• _TEXT UNDER STUDY_
It’s a strange time for the world, being bound to our homes during the Covid-19 Pandemic. And I know for many artists this is a struggle not only for reasons of being studio-less, but also for the sheer inspiration to make art. How can one think about being creative when the news coverage consists of never-ending statistics and you’re afraid to go outside because you’ve run out of gloves? It’s a crazy time, I’m with you, we’re all with you, and that’s an important thing to remember. The entire world is feeling what you’re feeling right now, so although you may feel alone in your house, you’re truly not alone in every other way.

It took me about two weeks to even begin to draw or write creatively. I tried to enjoy quarantine life when it started by really spending quality time with my boyfriend and our cat. It’s just us here in our one-bedroom in Queens, so we slept late, watched tv marathons, had margarita nights and movie nights, really just tried to relax, of course while also staying inside and being cautious. When I finally felt ready to make art again (simply because I became excruciatingly bored rather quickly) I began by sketching.

• _EXTRACTED DATA_
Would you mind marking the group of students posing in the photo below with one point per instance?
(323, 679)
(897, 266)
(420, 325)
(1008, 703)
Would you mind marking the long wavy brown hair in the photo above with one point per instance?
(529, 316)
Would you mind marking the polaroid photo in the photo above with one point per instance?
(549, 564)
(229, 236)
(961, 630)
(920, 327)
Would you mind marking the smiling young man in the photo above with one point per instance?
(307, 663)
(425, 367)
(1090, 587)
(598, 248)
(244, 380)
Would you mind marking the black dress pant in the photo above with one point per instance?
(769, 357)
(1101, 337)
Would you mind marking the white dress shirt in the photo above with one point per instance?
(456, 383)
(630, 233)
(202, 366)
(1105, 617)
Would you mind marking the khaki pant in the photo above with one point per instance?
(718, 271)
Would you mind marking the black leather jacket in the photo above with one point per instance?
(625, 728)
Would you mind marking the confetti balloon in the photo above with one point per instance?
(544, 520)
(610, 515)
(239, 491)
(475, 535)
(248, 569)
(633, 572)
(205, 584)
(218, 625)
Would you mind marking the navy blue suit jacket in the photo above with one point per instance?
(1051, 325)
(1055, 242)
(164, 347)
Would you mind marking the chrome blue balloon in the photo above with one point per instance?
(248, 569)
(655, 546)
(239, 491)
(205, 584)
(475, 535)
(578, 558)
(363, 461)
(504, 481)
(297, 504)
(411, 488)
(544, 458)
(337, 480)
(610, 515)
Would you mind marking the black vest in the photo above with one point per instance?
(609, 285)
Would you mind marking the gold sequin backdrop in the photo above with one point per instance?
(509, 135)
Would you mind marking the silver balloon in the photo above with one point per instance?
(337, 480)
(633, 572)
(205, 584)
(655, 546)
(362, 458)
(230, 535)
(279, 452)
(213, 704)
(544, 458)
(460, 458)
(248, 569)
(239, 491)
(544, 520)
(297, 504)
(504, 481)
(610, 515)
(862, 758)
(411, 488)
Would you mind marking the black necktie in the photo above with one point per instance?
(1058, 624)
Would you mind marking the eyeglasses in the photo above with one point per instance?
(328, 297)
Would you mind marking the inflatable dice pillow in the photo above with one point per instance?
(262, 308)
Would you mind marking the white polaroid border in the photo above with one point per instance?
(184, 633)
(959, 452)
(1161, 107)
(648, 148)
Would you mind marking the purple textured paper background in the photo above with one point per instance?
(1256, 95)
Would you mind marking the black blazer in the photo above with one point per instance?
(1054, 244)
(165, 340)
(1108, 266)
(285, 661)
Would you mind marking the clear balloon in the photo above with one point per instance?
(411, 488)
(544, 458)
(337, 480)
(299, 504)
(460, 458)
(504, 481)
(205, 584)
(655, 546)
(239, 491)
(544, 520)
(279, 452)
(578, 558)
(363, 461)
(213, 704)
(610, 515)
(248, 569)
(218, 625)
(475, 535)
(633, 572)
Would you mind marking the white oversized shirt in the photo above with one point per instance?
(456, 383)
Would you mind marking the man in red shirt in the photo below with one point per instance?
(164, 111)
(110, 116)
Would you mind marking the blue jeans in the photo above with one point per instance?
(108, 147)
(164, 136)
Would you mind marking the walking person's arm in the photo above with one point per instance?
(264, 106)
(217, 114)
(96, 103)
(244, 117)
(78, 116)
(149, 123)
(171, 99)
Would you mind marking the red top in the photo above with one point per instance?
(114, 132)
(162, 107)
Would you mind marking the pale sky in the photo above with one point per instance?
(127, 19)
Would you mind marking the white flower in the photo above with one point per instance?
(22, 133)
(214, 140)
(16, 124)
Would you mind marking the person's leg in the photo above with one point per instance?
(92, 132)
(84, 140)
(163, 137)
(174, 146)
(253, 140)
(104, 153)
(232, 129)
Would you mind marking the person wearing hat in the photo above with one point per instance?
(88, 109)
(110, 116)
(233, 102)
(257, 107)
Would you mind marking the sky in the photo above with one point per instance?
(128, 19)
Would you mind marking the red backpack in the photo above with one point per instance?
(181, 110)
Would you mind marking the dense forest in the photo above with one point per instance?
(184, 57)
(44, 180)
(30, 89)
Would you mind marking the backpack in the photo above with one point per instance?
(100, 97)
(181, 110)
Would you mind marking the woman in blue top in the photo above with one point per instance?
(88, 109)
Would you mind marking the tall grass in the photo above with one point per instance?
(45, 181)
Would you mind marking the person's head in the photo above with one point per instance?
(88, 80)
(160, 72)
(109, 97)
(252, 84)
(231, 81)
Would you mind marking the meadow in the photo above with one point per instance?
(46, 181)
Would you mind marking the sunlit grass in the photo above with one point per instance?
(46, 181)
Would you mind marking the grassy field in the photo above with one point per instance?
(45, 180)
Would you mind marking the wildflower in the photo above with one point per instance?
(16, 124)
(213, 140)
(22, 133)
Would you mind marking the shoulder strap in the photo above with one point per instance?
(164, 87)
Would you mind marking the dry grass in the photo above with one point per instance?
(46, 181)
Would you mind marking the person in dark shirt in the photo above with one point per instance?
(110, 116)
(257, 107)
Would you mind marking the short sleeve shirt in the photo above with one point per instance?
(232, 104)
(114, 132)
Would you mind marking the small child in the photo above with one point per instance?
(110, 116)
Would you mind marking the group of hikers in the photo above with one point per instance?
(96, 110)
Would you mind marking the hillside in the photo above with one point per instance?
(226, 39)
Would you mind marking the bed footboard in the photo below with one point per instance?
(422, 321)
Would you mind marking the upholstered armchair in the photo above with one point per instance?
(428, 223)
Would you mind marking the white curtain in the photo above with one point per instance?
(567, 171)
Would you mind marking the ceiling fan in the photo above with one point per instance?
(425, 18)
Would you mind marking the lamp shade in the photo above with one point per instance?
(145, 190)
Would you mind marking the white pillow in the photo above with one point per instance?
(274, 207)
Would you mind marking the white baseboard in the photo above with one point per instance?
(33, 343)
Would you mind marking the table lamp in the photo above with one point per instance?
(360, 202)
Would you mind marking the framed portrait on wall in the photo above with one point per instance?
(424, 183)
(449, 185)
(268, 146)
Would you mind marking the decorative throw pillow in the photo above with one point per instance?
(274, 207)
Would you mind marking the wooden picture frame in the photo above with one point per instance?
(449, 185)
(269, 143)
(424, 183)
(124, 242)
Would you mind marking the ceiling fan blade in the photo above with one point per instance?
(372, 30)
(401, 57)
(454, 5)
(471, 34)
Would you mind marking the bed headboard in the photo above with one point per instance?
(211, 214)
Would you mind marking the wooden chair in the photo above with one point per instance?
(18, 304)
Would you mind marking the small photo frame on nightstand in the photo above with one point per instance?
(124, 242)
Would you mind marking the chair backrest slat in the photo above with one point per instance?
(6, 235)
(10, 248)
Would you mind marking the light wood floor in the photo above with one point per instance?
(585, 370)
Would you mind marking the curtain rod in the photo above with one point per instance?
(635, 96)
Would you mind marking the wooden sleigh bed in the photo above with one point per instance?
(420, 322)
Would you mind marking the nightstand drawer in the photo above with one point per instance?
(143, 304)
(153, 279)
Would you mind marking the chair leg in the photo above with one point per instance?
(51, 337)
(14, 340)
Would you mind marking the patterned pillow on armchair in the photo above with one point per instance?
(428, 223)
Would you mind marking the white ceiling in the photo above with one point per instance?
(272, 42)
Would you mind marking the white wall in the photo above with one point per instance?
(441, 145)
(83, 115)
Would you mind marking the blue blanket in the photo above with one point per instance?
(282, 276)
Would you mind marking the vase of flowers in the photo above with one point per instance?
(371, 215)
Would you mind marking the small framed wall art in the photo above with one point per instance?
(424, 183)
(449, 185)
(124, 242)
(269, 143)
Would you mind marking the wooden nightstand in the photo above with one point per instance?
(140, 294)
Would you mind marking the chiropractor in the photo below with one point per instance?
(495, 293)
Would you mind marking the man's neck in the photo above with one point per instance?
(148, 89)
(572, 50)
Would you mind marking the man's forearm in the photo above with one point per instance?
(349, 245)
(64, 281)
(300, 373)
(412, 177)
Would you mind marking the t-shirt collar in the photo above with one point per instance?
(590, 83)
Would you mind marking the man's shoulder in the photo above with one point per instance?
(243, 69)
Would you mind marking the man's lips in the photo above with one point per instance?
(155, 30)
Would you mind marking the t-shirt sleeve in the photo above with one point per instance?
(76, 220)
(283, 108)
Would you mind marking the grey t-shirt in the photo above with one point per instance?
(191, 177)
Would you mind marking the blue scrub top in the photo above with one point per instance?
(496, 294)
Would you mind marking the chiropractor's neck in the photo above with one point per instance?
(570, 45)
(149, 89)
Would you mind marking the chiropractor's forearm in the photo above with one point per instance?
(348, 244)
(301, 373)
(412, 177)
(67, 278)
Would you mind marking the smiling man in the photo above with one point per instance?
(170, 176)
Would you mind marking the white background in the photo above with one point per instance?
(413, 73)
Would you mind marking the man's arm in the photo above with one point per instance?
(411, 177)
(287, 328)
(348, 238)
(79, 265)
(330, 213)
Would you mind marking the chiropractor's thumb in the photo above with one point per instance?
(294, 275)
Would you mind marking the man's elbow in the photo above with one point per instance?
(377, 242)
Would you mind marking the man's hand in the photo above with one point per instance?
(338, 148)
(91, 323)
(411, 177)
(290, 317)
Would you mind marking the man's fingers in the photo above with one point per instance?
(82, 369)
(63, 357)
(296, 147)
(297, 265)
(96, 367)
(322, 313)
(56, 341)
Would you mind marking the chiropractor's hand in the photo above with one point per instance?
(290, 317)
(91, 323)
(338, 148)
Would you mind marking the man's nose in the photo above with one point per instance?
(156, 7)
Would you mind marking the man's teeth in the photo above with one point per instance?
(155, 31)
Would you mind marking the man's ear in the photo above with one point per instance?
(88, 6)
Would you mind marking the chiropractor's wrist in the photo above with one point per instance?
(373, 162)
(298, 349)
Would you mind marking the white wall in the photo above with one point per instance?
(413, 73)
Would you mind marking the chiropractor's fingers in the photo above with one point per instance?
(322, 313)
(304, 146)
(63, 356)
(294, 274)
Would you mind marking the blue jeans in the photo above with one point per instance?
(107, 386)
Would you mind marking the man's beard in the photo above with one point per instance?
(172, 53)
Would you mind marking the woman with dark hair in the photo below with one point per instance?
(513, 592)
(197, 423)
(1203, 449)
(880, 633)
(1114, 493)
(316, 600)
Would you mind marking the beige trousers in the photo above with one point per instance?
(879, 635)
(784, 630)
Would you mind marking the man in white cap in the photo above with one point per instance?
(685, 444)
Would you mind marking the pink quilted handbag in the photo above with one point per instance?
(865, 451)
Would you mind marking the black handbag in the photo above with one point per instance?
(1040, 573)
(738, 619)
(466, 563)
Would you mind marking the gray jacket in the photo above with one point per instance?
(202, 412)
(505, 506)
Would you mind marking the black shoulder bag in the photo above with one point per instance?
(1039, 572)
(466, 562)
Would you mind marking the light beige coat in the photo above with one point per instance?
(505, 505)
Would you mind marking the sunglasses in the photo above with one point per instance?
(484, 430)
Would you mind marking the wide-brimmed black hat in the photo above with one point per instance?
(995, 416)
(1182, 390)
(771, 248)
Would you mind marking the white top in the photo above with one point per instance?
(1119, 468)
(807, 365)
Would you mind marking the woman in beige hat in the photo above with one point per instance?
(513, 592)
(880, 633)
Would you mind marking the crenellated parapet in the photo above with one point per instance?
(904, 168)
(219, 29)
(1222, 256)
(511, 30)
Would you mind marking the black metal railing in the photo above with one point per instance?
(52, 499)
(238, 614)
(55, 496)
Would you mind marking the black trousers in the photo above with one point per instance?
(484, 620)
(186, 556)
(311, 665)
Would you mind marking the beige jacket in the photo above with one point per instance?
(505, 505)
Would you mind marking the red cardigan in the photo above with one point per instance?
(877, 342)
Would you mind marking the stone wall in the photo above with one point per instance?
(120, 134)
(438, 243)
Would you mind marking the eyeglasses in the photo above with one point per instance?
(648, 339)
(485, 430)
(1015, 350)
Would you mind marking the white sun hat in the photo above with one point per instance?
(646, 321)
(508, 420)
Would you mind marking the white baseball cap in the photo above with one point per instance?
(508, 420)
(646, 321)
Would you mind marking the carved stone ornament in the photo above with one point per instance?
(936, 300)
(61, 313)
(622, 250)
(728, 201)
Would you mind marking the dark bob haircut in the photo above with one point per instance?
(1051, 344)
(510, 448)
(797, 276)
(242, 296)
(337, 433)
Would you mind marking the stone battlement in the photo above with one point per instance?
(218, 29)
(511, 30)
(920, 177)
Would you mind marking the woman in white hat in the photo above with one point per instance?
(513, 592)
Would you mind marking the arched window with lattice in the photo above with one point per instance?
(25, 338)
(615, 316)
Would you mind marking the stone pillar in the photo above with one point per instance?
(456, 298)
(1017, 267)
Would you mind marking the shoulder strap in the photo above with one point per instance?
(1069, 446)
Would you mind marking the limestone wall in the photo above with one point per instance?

• _ASSIGNMENT_
Write the next part of the quarantine art essay, starting right after its last sentence about beginning to sketch.

• _YOUR RESPONSE_
In the last few months I’ve been interested in this one form that I’ve been repeating over and over. It began as a plant, but then I gave it biotic qualities such as scales, finger nails, and sometimes eyes. A plant can be very reminiscent of a hand, the way it grows out and appears to have the ability to grasp. So to me, this form became a plant-hand form (I have yet to come up with a better name). The reason why this interested me so much was that it made me question the relationship between humans and nature. In looking at the entire history of humans including now with climate change, it’s more than clear that we have dominated this Earth. So, in giving these creatures life and autonomy, it became a way for me to level out this power dynamic. In my world, nature has the prominent role.

Upon painting this plant-hand form, it always appeared with a dark, almost sinister atmosphere. I couldn’t quite figure out if these forms were malicious or not. I began to realize that their harsh, spiked, seemingly evil characteristics were more of a defense mechanism against our world, a way for them to prove their autonomy in their own. To others, my worlds looked dark, but to me, they were optimal for the sake of the plant-hands’ ability to thrive.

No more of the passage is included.